* [Supplied records]:
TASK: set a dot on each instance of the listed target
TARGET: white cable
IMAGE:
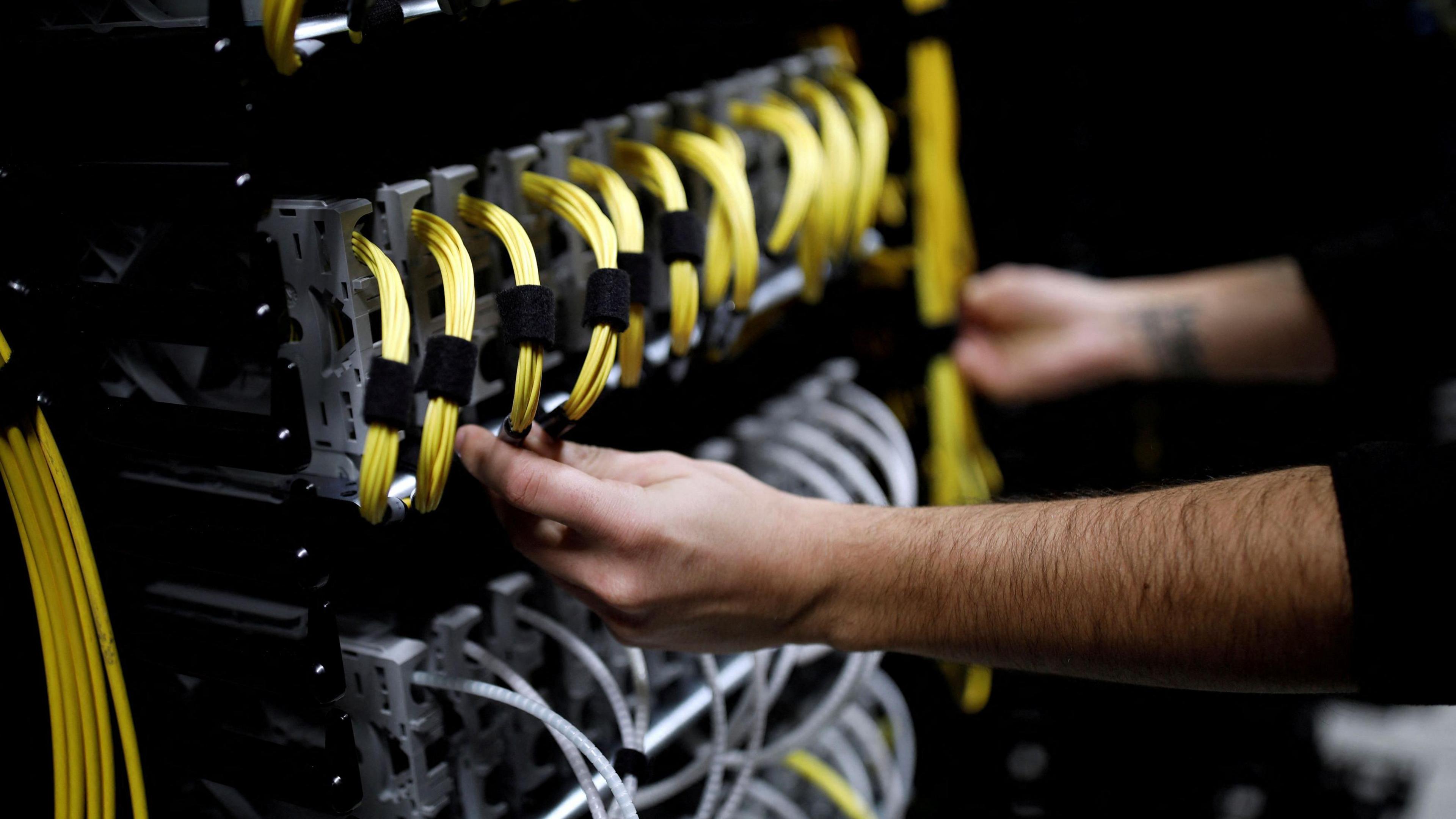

--

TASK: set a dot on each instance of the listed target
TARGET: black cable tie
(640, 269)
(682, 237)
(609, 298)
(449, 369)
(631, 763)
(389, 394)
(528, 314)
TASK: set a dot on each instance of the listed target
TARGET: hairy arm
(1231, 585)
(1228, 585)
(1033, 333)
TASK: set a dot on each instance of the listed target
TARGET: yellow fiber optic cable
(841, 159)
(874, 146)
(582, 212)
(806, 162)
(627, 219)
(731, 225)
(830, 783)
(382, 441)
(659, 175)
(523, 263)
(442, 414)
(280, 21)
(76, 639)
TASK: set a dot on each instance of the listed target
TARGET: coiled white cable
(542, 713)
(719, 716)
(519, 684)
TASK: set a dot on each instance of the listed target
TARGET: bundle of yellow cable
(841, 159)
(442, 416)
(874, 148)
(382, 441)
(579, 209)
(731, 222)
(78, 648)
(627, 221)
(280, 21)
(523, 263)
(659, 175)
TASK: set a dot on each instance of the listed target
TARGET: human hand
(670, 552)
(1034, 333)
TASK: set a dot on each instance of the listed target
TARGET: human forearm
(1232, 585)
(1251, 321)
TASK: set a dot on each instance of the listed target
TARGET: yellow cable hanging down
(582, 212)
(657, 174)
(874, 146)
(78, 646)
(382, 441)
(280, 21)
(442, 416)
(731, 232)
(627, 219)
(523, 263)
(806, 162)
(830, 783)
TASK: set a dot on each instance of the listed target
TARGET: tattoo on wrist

* [What is expected]:
Count the lines in the items above that contain the word "white". Give only the number.

* [Output below]:
2